§ **Your tasks**
1. In the article on the Maher Arar lawsuit, turn the paragraph beginning "Litigating plaintiff's complaint" into a short bulleted list that keeps its main facts.
2. Carry on writing the article on the Maher Arar lawsuit, picking up right after its final sentence.

NEW YORK - The Justice Department has again asserted "state-secrets
privilege" in seeking to dismiss a lawsuit by Maher Arar, a Syrian-born
Canadian citizen who was detained in the United States in 2002 and sent against
his will to Syria, where he says he was tortured until his release a year later.
The privilege was invoked "in order to protect the intelligence, foreign
policy and national security interests of the United States," wrote Acting
Attorney General James B. Comey in legal
papers filed in the Eastern District of New York.
"Litigating
plaintiff's complaint would necessitate disclosure
of classified information," according to Comey, including disclosure of
the basis for detaining him in the first place, the basis for refusing to deport
him to Canada as he had requested, and the basis for sending him to Syria. He
was never charged with any crime.

§ **Data block**
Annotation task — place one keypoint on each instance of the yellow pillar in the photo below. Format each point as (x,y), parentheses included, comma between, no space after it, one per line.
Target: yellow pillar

§ **Final results**
1.
- According to Comey, litigating the complaint would require disclosing classified information.
- That information includes the basis for detaining Arar in the first place.
- It also includes the basis for refusing to deport him to Canada, as he had requested.
- It also includes the basis for sending him to Syria.
- Arar was never charged with any crime.

2.
Arar, who has been home in Ontario for more than a year, is being represented
by the Center for Constitutional Rights
(CCR), a New York-based civil rights advocacy organization
"Maher Arar's is a very significant case," said his attorney, Barbara
Olshansky, in a statement.
"It involves the torture and arbitrary detention of an innocent man seized
and removed on the basis of uncorroborated and incorrect information, and puts
to the test this administration's commitment to the eradication of torture."
This is the third time the Department of Justice has invoked the "state-secrets
privilege" in recent years.
In 2003, the Central Intelligence Agency (CIA) successfully used the statute
to move for dismissal of a lawsuit brought by Jeffrey Sterling, a former CIA
officer who alleged that he was the victim of racial discrimination by the agency.
That case is on appeal.
The state-secrets privilege was invoked again in 2004 to block a lawsuit brought
by Federal Bureau of Investigation (FBI) whistleblower Sibel Edmonds.
Edmonds, a former Middle Eastern language specialist hired by the FBI shortly
after Sept. 11, 2001, was fired in 2002 after repeatedly reporting serious security
breaches and misconduct in the agency's translation program. She challenged
her dismissal by filing suit in federal court.
Last July, the court dismissed her case when outgoing Attorney General John
Ashcroft invoked the state-secrets privilege. Her appeal will be heard in April.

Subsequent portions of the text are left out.